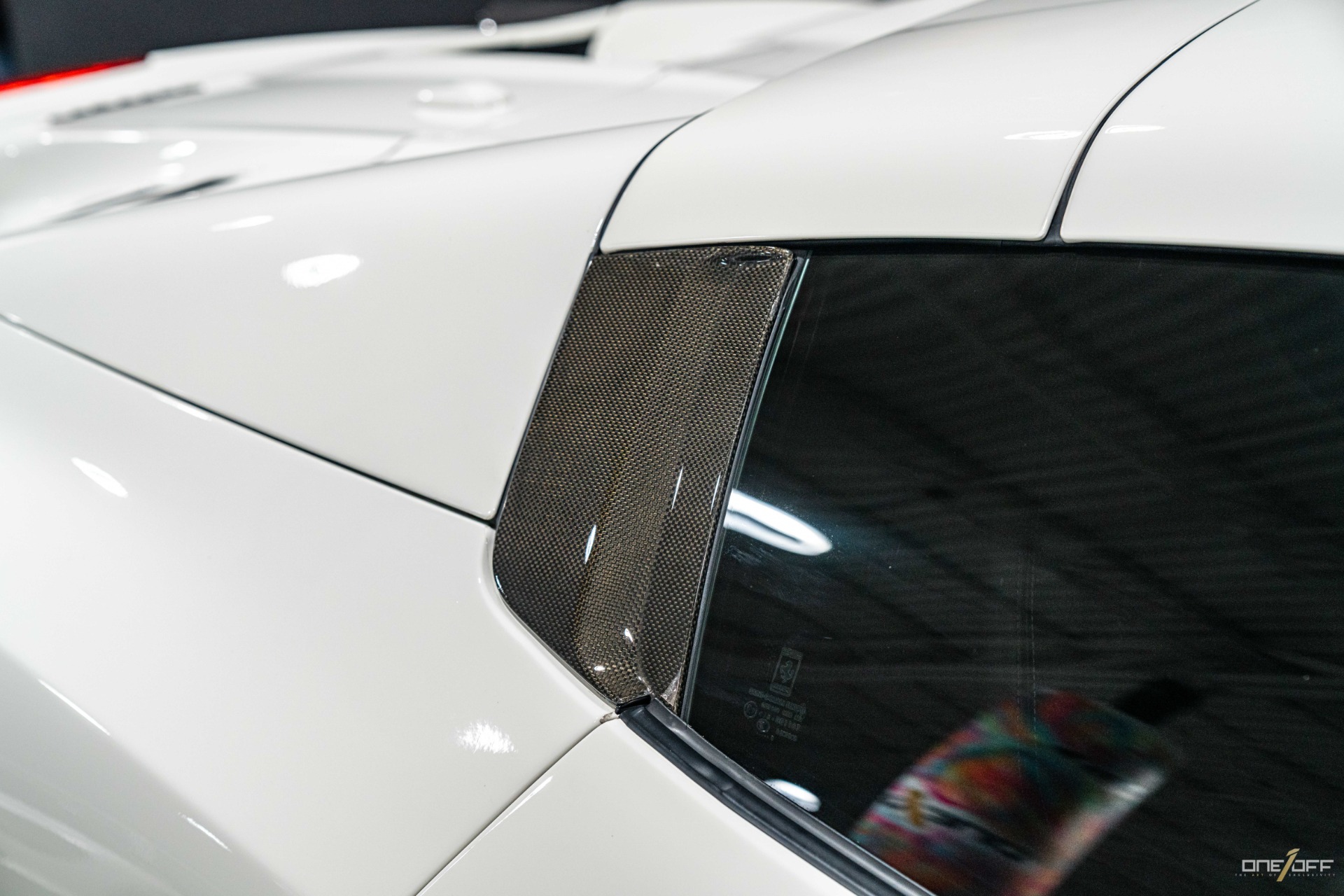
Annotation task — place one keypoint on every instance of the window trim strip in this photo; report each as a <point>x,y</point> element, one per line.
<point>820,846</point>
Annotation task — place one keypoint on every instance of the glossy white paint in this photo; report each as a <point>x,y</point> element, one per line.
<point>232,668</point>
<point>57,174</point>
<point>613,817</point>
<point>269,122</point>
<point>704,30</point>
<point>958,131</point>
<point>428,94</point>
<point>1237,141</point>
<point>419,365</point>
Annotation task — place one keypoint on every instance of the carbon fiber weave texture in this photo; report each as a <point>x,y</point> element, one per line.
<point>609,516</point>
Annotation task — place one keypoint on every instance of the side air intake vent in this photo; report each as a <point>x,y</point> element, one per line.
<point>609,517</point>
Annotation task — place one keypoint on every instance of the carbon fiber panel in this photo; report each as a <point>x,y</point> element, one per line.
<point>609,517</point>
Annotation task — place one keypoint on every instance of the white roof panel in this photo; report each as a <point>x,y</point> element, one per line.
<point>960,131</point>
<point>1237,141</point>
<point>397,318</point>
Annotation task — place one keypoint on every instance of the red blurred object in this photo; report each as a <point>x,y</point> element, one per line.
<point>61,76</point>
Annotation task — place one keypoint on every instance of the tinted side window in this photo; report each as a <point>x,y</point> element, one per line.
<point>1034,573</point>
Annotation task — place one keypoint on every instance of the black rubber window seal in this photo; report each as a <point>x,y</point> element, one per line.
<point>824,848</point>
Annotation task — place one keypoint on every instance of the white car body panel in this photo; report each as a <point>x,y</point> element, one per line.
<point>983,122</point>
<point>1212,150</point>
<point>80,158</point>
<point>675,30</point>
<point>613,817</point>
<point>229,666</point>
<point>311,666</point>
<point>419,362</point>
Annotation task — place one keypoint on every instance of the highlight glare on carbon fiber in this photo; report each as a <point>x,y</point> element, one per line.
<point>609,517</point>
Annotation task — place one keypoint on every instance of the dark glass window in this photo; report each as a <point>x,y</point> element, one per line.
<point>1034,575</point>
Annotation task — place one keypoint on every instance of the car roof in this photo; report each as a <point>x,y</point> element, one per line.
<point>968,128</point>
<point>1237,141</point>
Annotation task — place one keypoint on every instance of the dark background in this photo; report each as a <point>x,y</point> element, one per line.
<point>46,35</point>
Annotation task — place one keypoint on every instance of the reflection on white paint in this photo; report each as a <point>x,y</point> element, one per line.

--*--

Instructions to follow.
For this exercise, copy the entries above exactly and skip any picture.

Reply to the task.
Annotation task — place one keypoint on every instance of the window trim strip in this photo; report each as a <point>x,y</point> element, one per line.
<point>820,846</point>
Annotation task — place one keypoint on every instance of the glossy white paint in this photo; report each as a <point>x,y</point> element, one per line.
<point>232,668</point>
<point>57,174</point>
<point>613,817</point>
<point>269,122</point>
<point>704,30</point>
<point>958,131</point>
<point>428,94</point>
<point>1237,141</point>
<point>419,365</point>
Annotation task — place one keypoint on every instance of the carbon fiber weave texture in this photo; report each as a <point>x,y</point> element, one per line.
<point>609,516</point>
Annotation task — place one keypoint on every instance of the side air intake vent in this photo; report each as a <point>x,y</point> element, one per line.
<point>609,517</point>
Annotation task — place one keypoint on every instance of the carbon fiber panel in this photo; report each as a <point>x,y</point> element, one per line.
<point>609,517</point>
Annotation task — place one keypoint on every instance of the white roof panel in this photo; report each as a <point>x,y</point> element, one per line.
<point>960,131</point>
<point>1237,141</point>
<point>397,318</point>
Annotation task — place one keypoint on every instance of the red blurred object in this photo; report each as a <point>x,y</point> element, one per line.
<point>61,76</point>
Annotation task — place one keypoint on every instance of the tinted side window in this photo; report each as a <point>x,y</point> element, one per line.
<point>1034,573</point>
Annotation task — place one keypoint on every instance of the black rubber window seal in this photo; report each as a <point>x,y</point> element, one per line.
<point>824,848</point>
Annotation task — place one keypoint on every instance of the white car body panel in this photo; report each as a <point>x,y</point> element, one per line.
<point>983,122</point>
<point>1212,150</point>
<point>80,158</point>
<point>675,30</point>
<point>613,817</point>
<point>229,666</point>
<point>311,666</point>
<point>419,362</point>
Annotation task — place one keypoint on every instance of the highlight glare on carbon fiber in this photo; report each as a <point>x,y</point> element, one per line.
<point>609,517</point>
Annotation task — place one keypoint on every instance of the dark glass window in this photo; report each as a <point>x,y</point> element, one per line.
<point>1034,575</point>
Annotation task — place one keypoint on every instance of the car roof in this photo; report each as a <point>x,y</point> element, one per line.
<point>968,128</point>
<point>1237,141</point>
Annotation task — place one keypoint on every instance of the dark background in this photo; report each as a <point>x,y</point> element, one per line.
<point>46,35</point>
Annotation task — place one keypoint on every instance of the reflection on white paint in this photo; report each as a <point>x,y</point> element, one per line.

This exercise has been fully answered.